[Some rows]
★ ★ ★ ★ ★ ★ ★

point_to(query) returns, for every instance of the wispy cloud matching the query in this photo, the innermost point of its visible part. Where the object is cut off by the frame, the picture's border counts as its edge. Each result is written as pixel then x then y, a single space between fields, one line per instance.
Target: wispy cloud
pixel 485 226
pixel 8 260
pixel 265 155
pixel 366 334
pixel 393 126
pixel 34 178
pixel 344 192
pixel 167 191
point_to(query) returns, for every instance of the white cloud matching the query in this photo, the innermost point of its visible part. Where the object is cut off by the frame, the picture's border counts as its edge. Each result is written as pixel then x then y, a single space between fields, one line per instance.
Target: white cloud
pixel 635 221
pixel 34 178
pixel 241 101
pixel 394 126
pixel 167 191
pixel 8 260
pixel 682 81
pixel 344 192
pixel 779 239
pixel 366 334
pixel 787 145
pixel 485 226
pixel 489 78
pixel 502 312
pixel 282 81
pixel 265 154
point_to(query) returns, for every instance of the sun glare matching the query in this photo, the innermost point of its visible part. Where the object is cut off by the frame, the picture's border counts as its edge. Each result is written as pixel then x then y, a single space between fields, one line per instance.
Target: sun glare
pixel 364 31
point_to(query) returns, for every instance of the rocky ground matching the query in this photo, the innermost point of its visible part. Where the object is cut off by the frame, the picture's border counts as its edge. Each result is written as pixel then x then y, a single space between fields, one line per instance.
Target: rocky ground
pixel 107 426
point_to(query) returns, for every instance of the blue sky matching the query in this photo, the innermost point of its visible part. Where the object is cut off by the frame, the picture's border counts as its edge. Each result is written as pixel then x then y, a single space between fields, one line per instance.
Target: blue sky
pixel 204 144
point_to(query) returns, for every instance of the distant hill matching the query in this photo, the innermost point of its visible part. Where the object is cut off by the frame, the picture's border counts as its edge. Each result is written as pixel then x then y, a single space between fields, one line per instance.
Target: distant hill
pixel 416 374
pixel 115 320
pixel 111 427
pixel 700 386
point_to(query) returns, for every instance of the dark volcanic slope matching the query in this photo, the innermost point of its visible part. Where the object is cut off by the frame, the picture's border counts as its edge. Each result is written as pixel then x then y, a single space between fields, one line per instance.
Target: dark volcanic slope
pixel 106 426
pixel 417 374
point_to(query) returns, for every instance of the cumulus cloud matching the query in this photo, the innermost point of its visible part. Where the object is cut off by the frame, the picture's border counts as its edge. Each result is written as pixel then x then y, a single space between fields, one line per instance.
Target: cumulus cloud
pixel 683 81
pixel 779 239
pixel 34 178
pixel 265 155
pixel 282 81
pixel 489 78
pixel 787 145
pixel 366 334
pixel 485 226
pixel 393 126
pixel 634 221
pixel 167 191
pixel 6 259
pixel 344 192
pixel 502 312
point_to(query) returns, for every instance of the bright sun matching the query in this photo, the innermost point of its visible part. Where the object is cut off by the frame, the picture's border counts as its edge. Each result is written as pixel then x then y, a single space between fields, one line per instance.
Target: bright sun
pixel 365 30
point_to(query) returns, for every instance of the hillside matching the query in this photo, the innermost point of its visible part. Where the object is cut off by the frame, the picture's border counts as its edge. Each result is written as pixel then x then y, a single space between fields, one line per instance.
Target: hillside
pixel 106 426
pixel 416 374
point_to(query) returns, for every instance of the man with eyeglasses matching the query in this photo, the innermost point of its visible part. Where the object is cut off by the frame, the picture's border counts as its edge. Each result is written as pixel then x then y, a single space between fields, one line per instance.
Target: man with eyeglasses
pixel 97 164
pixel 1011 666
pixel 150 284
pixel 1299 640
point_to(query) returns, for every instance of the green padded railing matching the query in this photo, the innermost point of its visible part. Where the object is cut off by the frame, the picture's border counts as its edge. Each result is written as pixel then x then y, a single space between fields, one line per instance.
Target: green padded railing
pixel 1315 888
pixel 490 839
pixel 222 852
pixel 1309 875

★ ★ ★ ★ ★ ★ ★

* **EXERCISE REQUIREMENTS**: Reproduce every row above verbatim, line for line.

* **OUTPUT FOR THIS EXERCISE**:
point_to(query) returns, for every instance of the wispy cloud matching the query in this photo, the innermost point of its visible part. Where the object is cut off by the frame, the picture's border counts as its edge. Each result is written as pixel then x then y, a single space between fields, one line per instance.
Target: wispy cloud
pixel 485 226
pixel 8 260
pixel 265 155
pixel 366 334
pixel 393 126
pixel 34 178
pixel 344 192
pixel 167 191
point_to(query) returns, for every instance of the white cloud matching the query in this photo, the innermost point of its visible part. Where the object is cut off by the frame, the picture's border counts as its edge. Each result is written as pixel then x then y, a single space between fields, one line per instance.
Target: white cloud
pixel 635 221
pixel 34 178
pixel 241 101
pixel 394 126
pixel 167 191
pixel 8 260
pixel 682 81
pixel 344 192
pixel 779 239
pixel 366 334
pixel 787 145
pixel 485 226
pixel 489 78
pixel 502 312
pixel 282 81
pixel 265 154
point_to(query) returns, for every instance of the sun glare matching the query in this photo, the innermost point of its visible part. Where the object is cut off by the frame, the picture's border counts as its edge. Each result is written as pixel then x then y, a single space between fields, one line per instance.
Target: sun glare
pixel 364 31
point_to(query) returns, for every instance of the rocky ground matching the query in this photo, the innermost point of its visible part. Where the object is cut off by the frame, the picture's border counts as its edge. Each result is written as pixel then x then y, a single space between fields, one line per instance.
Target: rocky ground
pixel 107 426
point_to(query) returns, for every instance of the blue sky matching the query in this photo, the innermost point of its visible part. Where the object is cut off by the frame, the picture's border counts as its edge. Each result is written as pixel then x then y, a single space between fields, one line per instance.
Target: blue sky
pixel 204 144
point_to(query) returns, for every instance of the distant hill matching the query in this photo, the innermost point of its visible part. Where the object is cut off by the frame, the picture's border counts as its edge. Each result is written as pixel then x then y, a single space between fields, one line per instance.
Target: distant hill
pixel 416 374
pixel 115 320
pixel 111 427
pixel 700 386
point_to(query) returns, for every instance of the dark volcanic slope matching the query in this photo, the innermost point of its visible part. Where the object is cut off by the frame, the picture's border counts as its edge. Each result is written as pixel then x then y, a single space between fields, one line per instance.
Target: dark volcanic slope
pixel 106 426
pixel 417 374
point_to(query) returns, for every instance of the cumulus cloud matching the query in this photo, the innermost point of its visible part. Where the object is cut off by the frame, the picture's border counts as its edge. Each result is written as pixel then x then y, a single space between fields, one line per instance.
Target: cumulus cloud
pixel 683 81
pixel 779 239
pixel 34 178
pixel 265 155
pixel 282 81
pixel 489 78
pixel 787 145
pixel 366 334
pixel 485 226
pixel 393 126
pixel 634 221
pixel 167 191
pixel 6 259
pixel 344 192
pixel 502 312
point_to(query) returns, for every instance of the bright sun matching the query in this photo, the innermost point of its visible part. Where the object is cut off by the frame, the picture's border counts as its edge. Each result is written as pixel then x then y, a single space between fields, one line per instance.
Target: bright sun
pixel 365 30
point_to(query) returns, for every instance of the hillside matching the query in this photo, the innermost point of its visible part. Where the object is cut off by the frame, the picture's border counts as its edge. Each result is written as pixel then x then y, a single space between fields, one line per instance.
Target: hillside
pixel 106 426
pixel 416 374
point_to(query) returns, for every instance of the man with eyeglasses matching the query in this photo, the innermost point of its visible part. Where the object is cut off by the frame, the picture's border counts as its edge. Each result is written as pixel then x then y, a single space between fields, one line per instance.
Target: man with eyeglasses
pixel 97 164
pixel 1011 666
pixel 150 284
pixel 1299 640
point_to(query) returns, for every instance of the green padded railing matching the query in this photo, the innermost point of its visible part. Where the object is cut off by the frame, the picture's border counts as its edge. Each result is written as pixel then x then y, a single space between fields, one line per instance.
Target: green padded railing
pixel 1315 888
pixel 490 839
pixel 222 852
pixel 1309 875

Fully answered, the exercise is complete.